TO BE DONE
Could you retype the following lines exactly, from the line with "In the image above, find the utility" to the line with "194;66;476;146"?

%%

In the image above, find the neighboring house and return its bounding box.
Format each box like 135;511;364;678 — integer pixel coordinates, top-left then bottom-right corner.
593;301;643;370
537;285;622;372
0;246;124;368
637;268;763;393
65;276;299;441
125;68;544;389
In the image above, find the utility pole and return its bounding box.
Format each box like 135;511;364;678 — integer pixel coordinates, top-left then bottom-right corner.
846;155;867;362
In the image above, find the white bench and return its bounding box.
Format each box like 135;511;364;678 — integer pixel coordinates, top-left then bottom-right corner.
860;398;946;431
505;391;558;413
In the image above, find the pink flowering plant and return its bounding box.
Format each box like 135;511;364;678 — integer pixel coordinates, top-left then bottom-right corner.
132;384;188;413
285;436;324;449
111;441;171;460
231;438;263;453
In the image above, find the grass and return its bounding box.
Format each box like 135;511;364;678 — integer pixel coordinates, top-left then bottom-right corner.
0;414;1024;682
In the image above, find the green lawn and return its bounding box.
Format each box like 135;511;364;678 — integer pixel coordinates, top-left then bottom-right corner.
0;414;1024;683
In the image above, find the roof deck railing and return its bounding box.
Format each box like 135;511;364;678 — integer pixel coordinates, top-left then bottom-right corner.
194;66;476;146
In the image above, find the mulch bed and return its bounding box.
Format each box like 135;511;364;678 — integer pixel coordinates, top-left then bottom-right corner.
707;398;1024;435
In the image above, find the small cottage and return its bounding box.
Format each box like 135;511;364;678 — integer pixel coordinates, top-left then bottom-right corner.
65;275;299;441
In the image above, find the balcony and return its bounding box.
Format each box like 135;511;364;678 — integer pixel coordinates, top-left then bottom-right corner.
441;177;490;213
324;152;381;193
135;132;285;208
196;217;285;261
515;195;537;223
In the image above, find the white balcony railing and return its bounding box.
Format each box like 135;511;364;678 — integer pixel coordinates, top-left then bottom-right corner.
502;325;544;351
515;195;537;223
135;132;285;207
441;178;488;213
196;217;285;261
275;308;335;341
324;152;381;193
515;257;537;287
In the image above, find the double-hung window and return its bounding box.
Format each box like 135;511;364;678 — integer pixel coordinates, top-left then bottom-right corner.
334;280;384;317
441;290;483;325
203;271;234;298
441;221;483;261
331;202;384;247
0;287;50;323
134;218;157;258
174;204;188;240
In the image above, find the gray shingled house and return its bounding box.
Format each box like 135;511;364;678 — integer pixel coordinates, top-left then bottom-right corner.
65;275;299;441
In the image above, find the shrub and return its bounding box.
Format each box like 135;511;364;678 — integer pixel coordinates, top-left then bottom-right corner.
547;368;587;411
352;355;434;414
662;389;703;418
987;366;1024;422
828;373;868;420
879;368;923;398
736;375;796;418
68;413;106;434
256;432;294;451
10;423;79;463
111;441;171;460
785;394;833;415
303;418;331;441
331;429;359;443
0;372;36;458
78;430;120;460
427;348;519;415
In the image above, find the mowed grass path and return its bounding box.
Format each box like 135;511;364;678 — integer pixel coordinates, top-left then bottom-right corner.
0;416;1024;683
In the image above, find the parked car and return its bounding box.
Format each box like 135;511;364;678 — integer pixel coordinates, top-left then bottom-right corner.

%%

FINAL RESULT
In the image above, find the utility pole and return its bounding box.
Format each box like 135;511;364;678 — integer pixel coordinates, top-left then bottom-right corner.
846;155;867;362
In the image above, find the white bench and return its bounding box.
Format each box like 135;511;364;678 — integer pixel coordinates, top-left then bottom-right corner.
860;398;946;431
505;391;558;413
In the image above, find the pink flowering plant and return its bounding box.
Format each box like 135;511;364;678 — integer pixel coordinates, top-left then bottom-right corner.
132;384;188;413
285;436;324;449
111;441;171;460
231;438;263;453
In the image above, find the grass and return its bounding box.
Format each box like 135;511;364;678 — integer pixel coordinates, top-left then bottom-right corner.
0;414;1024;682
In the image above, find the green lawn and return its bounding box.
Format each box like 135;511;364;678 — integer pixel coordinates, top-left then bottom-right corner.
0;414;1024;683
In the image above, find the roof deck railing and return its bounding box.
Format each box like 135;511;364;678 — integer pixel coordinates, top-left then bottom-right corner.
194;66;476;146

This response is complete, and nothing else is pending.